Source document

####################

As already mentioned, the prediction of future reading skills clearly depends on the accuracy with which prereading skills are measured. The results of the present study have confirmed earlier findings showing the precision of the measurement by a set of items to depend on the child’s actual level of ability. Valuable information has been provided on the utility of particular sets of items for kindergartners and first graders with different levels of ability. These findings further suggest that the influence of various aspects of phonological awareness on later reading skill may be constrained, which has also been found by de Jong and van der Leij (1999). In contrast to other studies and due to inaccurate measures, de Jong and van der Leij could not demonstrate that phonological awareness in kindergarten was related to later reading. This issue certainly merits further study and longitudinal study in particular to show which tasks best predict reading skill at different moments in a child’s development. Greater research on this topic is also of major importance for improved early screening of children who are possibly at risk for reading failure.

The present study can be seen as a first attempt to investigate the underlying structure of phonological awareness as regards Dutch language from an IRT perspective. In a follow-up study, we will enlarge the sample size and also collect data about reading and spelling to be able to relate phonological awareness measures with reading and spelling measures.

Do the results of the present study also lead to recommendations for ongoing practice? On the one hand, we have demonstrated that the various sets of items measuring phonological awareness are represented by a single underlying ability. This means that practitioners can use the full scale as a sensitive screening instrument for phonological awareness. On the other hand, we have shown the cognitive task requirements of those sets of items to clearly differ. Given this finding, it is recommended that subscales be used to further diagnose the phonological awareness of children whose scores on the latent scale qualify them as at risk. Accordingly, specific phonological awareness training programs can then be implemented (Bus & van Ijzendoorn, 1999; Troia, 1999). More research is needed to solve this dilemma.

####################

Provided records
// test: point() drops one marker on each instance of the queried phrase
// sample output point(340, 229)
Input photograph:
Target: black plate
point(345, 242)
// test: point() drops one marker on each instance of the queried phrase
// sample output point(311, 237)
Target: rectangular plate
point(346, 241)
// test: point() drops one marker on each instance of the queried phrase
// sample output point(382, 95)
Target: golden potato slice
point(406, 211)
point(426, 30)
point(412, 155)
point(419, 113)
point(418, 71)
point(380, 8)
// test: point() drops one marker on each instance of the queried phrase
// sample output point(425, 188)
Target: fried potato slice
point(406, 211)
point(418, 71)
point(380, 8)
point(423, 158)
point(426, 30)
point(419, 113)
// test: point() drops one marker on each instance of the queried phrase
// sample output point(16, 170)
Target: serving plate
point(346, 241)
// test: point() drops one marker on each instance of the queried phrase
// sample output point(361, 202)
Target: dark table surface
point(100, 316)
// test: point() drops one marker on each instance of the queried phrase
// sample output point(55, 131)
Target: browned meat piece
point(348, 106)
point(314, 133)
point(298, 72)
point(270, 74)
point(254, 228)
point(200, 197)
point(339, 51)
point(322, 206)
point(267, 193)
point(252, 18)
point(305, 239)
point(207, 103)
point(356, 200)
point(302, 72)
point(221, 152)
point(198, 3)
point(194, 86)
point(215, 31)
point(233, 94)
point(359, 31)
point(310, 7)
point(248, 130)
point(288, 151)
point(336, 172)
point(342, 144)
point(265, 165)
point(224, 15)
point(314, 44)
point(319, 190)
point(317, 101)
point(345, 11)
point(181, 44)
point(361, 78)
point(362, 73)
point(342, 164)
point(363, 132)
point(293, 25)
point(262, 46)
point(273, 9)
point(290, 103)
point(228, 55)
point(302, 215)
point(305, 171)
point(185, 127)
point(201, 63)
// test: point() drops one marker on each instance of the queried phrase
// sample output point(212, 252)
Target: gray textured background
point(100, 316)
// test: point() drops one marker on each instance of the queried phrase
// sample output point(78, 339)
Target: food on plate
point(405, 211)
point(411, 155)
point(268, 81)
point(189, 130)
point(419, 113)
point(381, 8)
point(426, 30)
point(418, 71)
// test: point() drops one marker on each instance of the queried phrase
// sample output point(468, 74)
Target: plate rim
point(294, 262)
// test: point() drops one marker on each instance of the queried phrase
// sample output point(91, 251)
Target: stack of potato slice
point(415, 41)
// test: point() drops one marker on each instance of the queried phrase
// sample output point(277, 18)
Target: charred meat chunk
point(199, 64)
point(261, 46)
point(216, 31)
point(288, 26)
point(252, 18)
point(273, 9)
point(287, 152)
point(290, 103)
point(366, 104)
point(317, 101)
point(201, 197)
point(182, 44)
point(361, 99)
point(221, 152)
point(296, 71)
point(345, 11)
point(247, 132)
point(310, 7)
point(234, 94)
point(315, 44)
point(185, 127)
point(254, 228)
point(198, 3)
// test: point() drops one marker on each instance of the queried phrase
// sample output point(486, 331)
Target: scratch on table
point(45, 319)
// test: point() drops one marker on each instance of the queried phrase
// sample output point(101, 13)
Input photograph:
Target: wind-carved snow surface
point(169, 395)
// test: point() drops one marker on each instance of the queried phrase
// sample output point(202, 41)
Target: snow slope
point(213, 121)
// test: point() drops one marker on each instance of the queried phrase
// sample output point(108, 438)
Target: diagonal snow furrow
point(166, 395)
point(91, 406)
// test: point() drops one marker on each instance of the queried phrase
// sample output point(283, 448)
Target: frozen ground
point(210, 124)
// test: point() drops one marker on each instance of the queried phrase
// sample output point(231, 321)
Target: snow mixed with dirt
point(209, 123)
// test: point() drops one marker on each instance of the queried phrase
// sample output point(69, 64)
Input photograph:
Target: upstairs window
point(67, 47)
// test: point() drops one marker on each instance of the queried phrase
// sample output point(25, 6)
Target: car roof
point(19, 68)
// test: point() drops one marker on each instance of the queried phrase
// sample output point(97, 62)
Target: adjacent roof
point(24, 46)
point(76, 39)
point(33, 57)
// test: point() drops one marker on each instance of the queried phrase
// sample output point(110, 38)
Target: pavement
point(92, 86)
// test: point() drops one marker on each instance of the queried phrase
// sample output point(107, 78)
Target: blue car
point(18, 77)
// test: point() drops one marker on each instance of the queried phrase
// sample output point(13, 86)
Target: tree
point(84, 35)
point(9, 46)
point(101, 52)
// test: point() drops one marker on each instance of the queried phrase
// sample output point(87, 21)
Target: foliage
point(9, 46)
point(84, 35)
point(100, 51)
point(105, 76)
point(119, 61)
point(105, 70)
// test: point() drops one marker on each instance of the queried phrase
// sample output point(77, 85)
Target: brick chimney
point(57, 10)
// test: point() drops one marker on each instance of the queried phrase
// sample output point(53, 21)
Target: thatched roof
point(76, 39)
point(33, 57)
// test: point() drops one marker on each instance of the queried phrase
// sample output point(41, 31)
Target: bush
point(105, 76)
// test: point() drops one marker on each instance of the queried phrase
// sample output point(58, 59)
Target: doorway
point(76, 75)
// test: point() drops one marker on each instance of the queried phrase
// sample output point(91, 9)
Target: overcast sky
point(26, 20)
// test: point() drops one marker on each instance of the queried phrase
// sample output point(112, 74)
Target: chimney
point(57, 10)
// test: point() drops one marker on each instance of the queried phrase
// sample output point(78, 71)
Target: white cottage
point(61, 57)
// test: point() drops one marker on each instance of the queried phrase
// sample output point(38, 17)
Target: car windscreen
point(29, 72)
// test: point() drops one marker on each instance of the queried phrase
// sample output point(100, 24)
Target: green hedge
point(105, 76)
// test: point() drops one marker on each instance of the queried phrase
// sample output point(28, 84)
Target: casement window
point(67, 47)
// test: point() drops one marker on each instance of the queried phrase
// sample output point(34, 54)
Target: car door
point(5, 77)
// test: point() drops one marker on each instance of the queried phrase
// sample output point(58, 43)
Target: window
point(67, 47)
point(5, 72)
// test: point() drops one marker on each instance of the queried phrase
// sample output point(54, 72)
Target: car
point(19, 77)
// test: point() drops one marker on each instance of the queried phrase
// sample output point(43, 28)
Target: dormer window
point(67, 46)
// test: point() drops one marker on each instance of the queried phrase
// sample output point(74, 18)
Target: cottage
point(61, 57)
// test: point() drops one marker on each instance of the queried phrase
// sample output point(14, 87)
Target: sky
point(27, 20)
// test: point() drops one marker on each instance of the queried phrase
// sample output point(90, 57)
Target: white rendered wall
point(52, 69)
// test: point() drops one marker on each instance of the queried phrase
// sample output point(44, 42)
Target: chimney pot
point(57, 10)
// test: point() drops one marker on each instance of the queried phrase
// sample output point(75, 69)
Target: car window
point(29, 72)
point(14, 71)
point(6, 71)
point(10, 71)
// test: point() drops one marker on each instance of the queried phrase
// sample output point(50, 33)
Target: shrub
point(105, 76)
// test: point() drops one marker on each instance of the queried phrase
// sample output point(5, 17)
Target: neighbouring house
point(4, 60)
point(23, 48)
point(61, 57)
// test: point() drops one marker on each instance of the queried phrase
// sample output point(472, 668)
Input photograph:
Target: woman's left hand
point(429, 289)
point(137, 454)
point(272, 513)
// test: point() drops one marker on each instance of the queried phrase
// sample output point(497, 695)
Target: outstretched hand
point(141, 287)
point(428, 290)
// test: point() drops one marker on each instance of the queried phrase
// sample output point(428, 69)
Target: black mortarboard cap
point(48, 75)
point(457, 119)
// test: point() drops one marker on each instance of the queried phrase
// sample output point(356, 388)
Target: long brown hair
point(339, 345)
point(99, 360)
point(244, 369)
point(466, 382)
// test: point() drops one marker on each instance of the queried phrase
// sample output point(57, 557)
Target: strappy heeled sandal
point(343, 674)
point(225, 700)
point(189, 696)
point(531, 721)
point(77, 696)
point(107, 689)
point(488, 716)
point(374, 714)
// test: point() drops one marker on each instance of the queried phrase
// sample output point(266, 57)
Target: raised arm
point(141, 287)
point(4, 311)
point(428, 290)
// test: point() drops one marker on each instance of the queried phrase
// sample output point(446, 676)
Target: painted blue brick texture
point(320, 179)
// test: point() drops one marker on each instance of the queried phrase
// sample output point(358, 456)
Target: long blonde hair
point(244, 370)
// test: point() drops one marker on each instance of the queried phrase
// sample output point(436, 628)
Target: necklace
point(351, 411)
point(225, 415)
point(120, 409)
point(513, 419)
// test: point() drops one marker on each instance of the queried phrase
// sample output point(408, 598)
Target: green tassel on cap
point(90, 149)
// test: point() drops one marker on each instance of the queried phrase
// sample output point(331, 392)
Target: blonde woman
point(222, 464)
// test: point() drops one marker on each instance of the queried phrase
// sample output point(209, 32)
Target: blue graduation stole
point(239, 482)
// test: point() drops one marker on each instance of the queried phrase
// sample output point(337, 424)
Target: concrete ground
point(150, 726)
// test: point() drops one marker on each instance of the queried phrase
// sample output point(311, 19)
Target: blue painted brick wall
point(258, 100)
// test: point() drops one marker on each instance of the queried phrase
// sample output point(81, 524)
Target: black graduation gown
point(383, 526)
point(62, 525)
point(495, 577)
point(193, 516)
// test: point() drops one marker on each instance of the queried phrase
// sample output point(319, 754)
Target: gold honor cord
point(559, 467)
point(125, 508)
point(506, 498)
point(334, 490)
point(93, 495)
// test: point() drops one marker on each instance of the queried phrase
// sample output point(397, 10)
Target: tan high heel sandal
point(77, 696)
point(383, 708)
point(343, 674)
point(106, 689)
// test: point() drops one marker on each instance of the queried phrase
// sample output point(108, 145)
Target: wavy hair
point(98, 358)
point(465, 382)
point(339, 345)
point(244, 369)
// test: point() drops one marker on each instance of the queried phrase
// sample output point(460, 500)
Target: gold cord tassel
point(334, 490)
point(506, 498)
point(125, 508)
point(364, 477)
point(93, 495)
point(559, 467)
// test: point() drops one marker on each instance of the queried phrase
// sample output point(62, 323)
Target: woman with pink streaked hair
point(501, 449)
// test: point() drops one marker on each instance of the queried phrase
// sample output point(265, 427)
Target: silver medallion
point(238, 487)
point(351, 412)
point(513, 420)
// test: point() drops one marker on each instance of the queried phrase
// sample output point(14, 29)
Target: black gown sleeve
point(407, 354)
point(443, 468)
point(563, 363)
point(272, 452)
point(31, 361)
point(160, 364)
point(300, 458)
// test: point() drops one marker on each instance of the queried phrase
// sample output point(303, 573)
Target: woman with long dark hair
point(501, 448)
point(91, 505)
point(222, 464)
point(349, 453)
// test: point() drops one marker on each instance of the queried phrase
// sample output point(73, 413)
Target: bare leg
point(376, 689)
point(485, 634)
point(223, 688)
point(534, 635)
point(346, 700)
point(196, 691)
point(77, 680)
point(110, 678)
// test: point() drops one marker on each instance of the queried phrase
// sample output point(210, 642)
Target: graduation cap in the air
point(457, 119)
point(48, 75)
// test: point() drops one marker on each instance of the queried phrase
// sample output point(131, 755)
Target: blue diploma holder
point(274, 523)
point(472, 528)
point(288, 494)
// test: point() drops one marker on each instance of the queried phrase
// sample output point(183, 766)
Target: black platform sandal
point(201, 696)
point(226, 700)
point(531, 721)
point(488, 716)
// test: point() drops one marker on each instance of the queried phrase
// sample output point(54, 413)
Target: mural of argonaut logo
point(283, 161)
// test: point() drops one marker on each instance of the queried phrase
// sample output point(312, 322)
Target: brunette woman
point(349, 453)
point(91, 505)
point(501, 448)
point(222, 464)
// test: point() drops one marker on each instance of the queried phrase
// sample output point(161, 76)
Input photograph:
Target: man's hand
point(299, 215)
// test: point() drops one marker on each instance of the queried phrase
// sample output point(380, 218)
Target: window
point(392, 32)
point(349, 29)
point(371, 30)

####################

Activity list
1. Answer these questions using the passage on phonological awareness.
(a) Which researchers could not demonstrate that phonological awareness in kindergarten was related to later reading?
(b) Besides enlarging the sample size, what will the follow-up study collect data about?
(c) According to the passage, what can practitioners use the full scale as?
2. Reproduce the passage on phonological awareness word for word, from "Do the results" up to and including "solve this dilemma.".
3. Turn the paragraph of the passage on phonological awareness that begins "Do the results of the present study" into a short bulleted list that keeps its main facts.

Outputs for the tasks
1.
(a) de Jong and van der Leij (1999)
(b) Reading and spelling
(c) A sensitive screening instrument for phonological awareness

2.
Do the results of the present study also lead to recommendations for ongoing practice? On the one hand, we have demonstrated that the various sets of items measuring phonological awareness are represented by a single underlying ability. This means that practitioners can use the full scale as a sensitive screening instrument for phonological awareness. On the other hand, we have shown the cognitive task requirements of those sets of items to clearly differ. Given this finding, it is recommended that subscales be used to further diagnose the phonological awareness of children whose scores on the latent scale qualify them as at risk. Accordingly, specific phonological awareness training programs can then be implemented (Bus & van Ijzendoorn, 1999; Troia, 1999). More research is needed to solve this dilemma.

3.
- The sets of items measuring phonological awareness are represented by a single underlying ability, so practitioners can use the full scale as a sensitive screening instrument for phonological awareness.
- The cognitive task requirements of those sets of items clearly differ. Subscales are therefore recommended for further diagnosing children whose scores on the latent scale qualify them as at risk.
- Specific phonological awareness training programs can then be implemented (Bus & van Ijzendoorn, 1999; Troia, 1999).
- More research is needed to solve this dilemma.